==== DATASET ROWS ====
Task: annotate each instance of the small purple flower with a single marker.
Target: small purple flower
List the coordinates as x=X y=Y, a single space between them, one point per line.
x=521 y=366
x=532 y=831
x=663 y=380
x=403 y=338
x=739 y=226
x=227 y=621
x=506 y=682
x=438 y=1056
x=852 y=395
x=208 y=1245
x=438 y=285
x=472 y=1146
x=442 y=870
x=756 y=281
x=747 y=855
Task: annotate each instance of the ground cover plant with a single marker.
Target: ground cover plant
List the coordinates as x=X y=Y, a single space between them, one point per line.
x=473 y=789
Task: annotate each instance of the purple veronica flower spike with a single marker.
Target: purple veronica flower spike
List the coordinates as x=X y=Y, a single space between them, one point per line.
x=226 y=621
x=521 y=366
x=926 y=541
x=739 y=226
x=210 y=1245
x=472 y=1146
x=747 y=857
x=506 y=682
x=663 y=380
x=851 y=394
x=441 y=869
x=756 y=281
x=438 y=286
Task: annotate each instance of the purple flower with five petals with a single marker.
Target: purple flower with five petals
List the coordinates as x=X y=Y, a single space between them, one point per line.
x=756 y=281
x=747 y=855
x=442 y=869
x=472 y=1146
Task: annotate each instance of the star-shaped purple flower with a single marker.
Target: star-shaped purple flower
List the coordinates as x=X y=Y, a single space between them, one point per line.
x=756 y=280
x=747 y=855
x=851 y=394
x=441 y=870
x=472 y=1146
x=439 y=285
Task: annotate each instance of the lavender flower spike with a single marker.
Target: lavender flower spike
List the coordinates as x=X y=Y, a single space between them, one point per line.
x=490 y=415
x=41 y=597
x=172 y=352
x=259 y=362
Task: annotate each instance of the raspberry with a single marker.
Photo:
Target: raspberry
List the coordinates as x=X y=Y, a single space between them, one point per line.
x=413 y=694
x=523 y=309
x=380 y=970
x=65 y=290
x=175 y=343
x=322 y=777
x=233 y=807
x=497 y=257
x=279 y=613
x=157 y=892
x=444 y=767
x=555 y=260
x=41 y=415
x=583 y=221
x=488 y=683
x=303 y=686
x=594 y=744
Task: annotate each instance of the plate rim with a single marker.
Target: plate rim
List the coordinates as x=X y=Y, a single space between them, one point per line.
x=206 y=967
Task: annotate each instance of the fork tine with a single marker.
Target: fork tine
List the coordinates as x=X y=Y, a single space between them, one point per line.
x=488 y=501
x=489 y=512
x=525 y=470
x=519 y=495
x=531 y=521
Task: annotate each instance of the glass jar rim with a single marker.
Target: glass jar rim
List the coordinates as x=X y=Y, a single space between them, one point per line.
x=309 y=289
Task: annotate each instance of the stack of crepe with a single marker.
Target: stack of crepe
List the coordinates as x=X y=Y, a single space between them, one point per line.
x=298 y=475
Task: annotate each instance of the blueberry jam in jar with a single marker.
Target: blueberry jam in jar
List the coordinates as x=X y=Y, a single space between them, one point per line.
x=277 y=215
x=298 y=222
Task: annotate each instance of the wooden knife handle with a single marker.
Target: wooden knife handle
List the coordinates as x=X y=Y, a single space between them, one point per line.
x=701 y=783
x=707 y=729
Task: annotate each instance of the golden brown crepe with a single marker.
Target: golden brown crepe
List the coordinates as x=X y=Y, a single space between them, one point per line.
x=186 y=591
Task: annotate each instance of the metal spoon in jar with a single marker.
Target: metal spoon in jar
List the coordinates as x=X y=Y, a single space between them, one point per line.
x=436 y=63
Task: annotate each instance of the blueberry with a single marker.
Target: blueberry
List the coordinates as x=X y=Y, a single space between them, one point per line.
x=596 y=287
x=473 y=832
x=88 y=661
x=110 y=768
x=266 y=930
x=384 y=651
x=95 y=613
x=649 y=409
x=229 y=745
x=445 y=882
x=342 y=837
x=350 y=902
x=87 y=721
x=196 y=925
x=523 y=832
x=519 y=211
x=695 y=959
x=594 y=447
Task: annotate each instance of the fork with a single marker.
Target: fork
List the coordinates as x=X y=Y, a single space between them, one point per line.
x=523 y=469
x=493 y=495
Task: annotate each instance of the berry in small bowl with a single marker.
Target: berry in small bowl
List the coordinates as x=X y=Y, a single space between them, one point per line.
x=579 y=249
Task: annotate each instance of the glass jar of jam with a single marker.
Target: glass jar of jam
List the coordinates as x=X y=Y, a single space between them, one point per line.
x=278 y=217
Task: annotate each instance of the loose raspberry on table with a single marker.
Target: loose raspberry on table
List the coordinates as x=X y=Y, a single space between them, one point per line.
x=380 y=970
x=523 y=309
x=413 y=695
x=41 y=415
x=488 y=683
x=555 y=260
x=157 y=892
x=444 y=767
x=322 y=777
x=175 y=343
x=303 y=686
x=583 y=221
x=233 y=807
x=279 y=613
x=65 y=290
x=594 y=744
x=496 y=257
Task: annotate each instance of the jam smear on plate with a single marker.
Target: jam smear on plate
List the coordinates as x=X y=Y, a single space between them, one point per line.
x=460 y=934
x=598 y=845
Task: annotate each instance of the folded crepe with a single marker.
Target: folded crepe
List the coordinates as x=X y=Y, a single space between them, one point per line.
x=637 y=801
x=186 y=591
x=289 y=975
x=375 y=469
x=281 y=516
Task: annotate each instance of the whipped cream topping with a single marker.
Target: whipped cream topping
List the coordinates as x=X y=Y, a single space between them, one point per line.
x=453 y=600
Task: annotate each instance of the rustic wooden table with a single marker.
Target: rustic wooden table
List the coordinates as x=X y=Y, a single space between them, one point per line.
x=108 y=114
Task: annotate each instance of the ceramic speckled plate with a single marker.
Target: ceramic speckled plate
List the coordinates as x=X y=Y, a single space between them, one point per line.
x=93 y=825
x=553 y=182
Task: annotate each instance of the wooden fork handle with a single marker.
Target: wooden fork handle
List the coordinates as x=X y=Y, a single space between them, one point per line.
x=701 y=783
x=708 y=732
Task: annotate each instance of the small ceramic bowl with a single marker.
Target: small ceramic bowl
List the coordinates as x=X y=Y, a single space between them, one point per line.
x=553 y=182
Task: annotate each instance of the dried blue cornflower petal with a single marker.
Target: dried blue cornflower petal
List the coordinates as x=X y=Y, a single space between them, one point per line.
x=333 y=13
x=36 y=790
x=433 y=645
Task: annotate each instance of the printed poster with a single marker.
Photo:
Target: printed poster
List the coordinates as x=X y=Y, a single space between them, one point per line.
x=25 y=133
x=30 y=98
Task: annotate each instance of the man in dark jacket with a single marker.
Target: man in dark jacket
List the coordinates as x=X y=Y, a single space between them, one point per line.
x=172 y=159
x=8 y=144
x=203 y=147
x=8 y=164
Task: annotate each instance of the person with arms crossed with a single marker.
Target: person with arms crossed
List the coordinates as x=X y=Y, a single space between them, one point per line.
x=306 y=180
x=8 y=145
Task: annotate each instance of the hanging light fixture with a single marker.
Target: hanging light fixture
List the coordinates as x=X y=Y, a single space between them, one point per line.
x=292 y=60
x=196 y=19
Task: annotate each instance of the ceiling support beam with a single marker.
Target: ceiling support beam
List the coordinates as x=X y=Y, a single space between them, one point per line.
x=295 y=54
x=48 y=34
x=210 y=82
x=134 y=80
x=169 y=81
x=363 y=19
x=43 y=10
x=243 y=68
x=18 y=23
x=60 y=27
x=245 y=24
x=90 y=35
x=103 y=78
====
Transcribe all of the material exactly. Omit nothing.

#### EXERCISE RESULT
Task: annotate each instance of the small purple flower with a single marker.
Target: small purple flower
List the coordinates as x=X y=Y, a single space between them, one point per line.
x=521 y=366
x=532 y=831
x=663 y=380
x=403 y=338
x=739 y=226
x=227 y=621
x=506 y=682
x=438 y=1056
x=852 y=395
x=208 y=1245
x=438 y=285
x=472 y=1146
x=442 y=870
x=756 y=281
x=747 y=855
Task: annotate each instance of the ground cover plant with a single marker.
Target: ground cover plant
List the coordinates as x=X y=Y, a single space between them, one point per line.
x=473 y=789
Task: annotate each instance of the purple veronica flower spike with a single marker.
Target: purple veronica flower spike
List the coordinates as x=X y=Y, a single space between them, one point per line.
x=226 y=621
x=521 y=366
x=926 y=541
x=739 y=226
x=210 y=1245
x=472 y=1146
x=747 y=857
x=506 y=682
x=663 y=380
x=851 y=394
x=441 y=869
x=756 y=281
x=438 y=286
Task: annotate each instance of the purple flower with five petals with a single marker.
Target: purple flower with five petals
List the coordinates as x=X y=Y, a single space between them, one point per line.
x=756 y=281
x=747 y=855
x=442 y=869
x=472 y=1146
Task: annotate each instance of the star-shaped purple flower with a single marker.
Target: star-shaped purple flower
List the coordinates as x=X y=Y, a single space between them, one point per line.
x=756 y=280
x=747 y=855
x=851 y=394
x=441 y=870
x=472 y=1146
x=439 y=285
Task: annotate each instance of the lavender flower spike with a single marker.
Target: lavender flower spike
List the coordinates as x=X y=Y, a single space between them, one point per line.
x=490 y=415
x=41 y=597
x=172 y=352
x=259 y=362
Task: annotate each instance of the raspberry with a single marker.
Photo:
Target: raspberry
List the coordinates as x=X y=Y, a single space between them, one point per line.
x=413 y=694
x=523 y=309
x=380 y=970
x=65 y=290
x=175 y=343
x=322 y=777
x=233 y=807
x=497 y=257
x=279 y=613
x=157 y=892
x=444 y=767
x=555 y=260
x=41 y=415
x=583 y=221
x=488 y=683
x=303 y=686
x=594 y=744
Task: annotate each instance of the plate rim with a single marker.
Target: plate rim
List the coordinates as x=X y=Y, a single space between them, one point per line.
x=206 y=967
Task: annotate each instance of the fork tine with a single marker.
Target: fork tine
List the coordinates as x=X y=Y, a single space between them, one point per line.
x=488 y=501
x=489 y=512
x=525 y=470
x=519 y=495
x=531 y=521
Task: annotate each instance of the glass jar rim with a single marker.
Target: glass jar rim
List the coordinates as x=X y=Y, a single space between them, one point per line.
x=309 y=289
Task: annotate each instance of the stack of crepe with a single marker.
Target: stack of crepe
List the coordinates as x=X y=Y, a single space between them, one point per line.
x=298 y=475
Task: annotate each instance of the blueberry jam in jar with a single marker.
Target: blueberry jam in jar
List the coordinates as x=X y=Y, a single space between them, one point per line.
x=277 y=215
x=298 y=222
Task: annotate each instance of the wooden knife handle with a single marker.
Target: wooden knife handle
List the coordinates as x=X y=Y, a single space between them, one point per line.
x=701 y=783
x=707 y=729
Task: annotate each instance of the golden brown crepe with a single marker.
Target: golden brown crepe
List the coordinates as x=X y=Y, a single space between them, one point per line.
x=186 y=591
Task: annotate each instance of the metal spoon in jar with a single marker.
Target: metal spoon in jar
List the coordinates as x=X y=Y, a single space between them, one point per line.
x=436 y=63
Task: annotate each instance of the blueberry with a single marker.
Target: blueberry
List the coordinates as x=X y=Y, a single space between them, one point per line.
x=596 y=287
x=473 y=832
x=88 y=661
x=110 y=768
x=266 y=930
x=384 y=651
x=95 y=613
x=649 y=409
x=229 y=745
x=445 y=882
x=342 y=837
x=350 y=902
x=87 y=721
x=196 y=925
x=523 y=832
x=519 y=211
x=695 y=959
x=594 y=447
Task: annotate each instance of the fork with a single marker.
Target: fork
List the coordinates as x=X y=Y, a single space between them, one point per line.
x=523 y=469
x=493 y=495
Task: annotate each instance of the berry in small bowl with a single marker.
Target: berry in small bowl
List the coordinates as x=X y=Y, a single space between them, one point per line.
x=579 y=249
Task: annotate each instance of the glass jar of jam with a single marker.
Target: glass jar of jam
List the coordinates as x=X y=Y, a single space between them, one point per line.
x=278 y=217
Task: annotate each instance of the loose raspberry on table with a single marker.
Target: loose raspberry on table
List the coordinates as x=X y=Y, a single space between them, one point per line.
x=380 y=970
x=523 y=309
x=413 y=695
x=41 y=415
x=488 y=683
x=555 y=260
x=157 y=892
x=444 y=767
x=322 y=777
x=175 y=343
x=303 y=686
x=583 y=221
x=233 y=807
x=279 y=613
x=65 y=290
x=594 y=744
x=496 y=257
Task: annotate each instance of the jam smear on plate with a single marker.
Target: jam smear on plate
List the coordinates as x=X y=Y, a single space between them, one point per line.
x=460 y=934
x=598 y=845
Task: annotate each instance of the folded crepe with a single marker.
Target: folded crepe
List the coordinates as x=X y=Y, a single space between them, one point per line.
x=637 y=801
x=186 y=591
x=289 y=975
x=375 y=469
x=281 y=516
Task: annotate each instance of the whipped cream topping with a single marker.
Target: whipped cream topping
List the coordinates as x=X y=Y, a single space between them, one point per line.
x=453 y=600
Task: annotate each instance of the rustic wooden table with a single marker.
Target: rustic wooden table
List the coordinates as x=X y=Y, a single space between them, one point per line.
x=108 y=114
Task: annotate each instance of the ceramic speckled plate with a single marker.
Target: ceramic speckled plate
List the coordinates as x=X y=Y, a single space between them, one point per line.
x=93 y=825
x=553 y=182
Task: annotate each instance of the wooden fork handle with a single marker.
Target: wooden fork handle
List the coordinates as x=X y=Y, a single space between them, one point per line.
x=701 y=783
x=708 y=732
Task: annotate each instance of the small ceramic bowl with a single marker.
Target: small ceramic bowl
List the coordinates as x=X y=Y, a single space between them, one point per line.
x=553 y=182
Task: annotate each instance of the dried blue cornflower petal with a single marker.
Target: dried blue cornflower petal
List the coordinates as x=X y=Y, a single space between them, one point per line.
x=333 y=13
x=36 y=790
x=433 y=645
Task: annotate each instance of the printed poster with a single marker.
Photo:
Target: printed poster
List the coordinates as x=X y=Y, a single space between them, one point per line.
x=25 y=133
x=30 y=98
Task: annotate each instance of the man in dark jacket with a single marker.
Target: man in dark jacket
List the coordinates as x=X y=Y, a single space between them, one point per line.
x=172 y=159
x=8 y=144
x=203 y=147
x=8 y=164
Task: annotate each instance of the person with arms crossed with a single marker.
Target: person with arms crossed
List the coordinates as x=X y=Y, a single space between them, one point per line.
x=306 y=180
x=8 y=145
Task: annotate each instance of the hanging light fixture with a single marker.
Target: hanging light fixture
List the coordinates as x=X y=Y, a single space between them, one point per line.
x=292 y=60
x=196 y=19
Task: annotate each instance of the ceiling support beam with a single marker.
Target: ceiling support beam
List the coordinates as x=X y=Y, a single space between them, one point per line.
x=295 y=54
x=48 y=34
x=210 y=82
x=134 y=80
x=169 y=81
x=363 y=19
x=43 y=10
x=243 y=68
x=18 y=23
x=60 y=27
x=245 y=24
x=90 y=35
x=103 y=78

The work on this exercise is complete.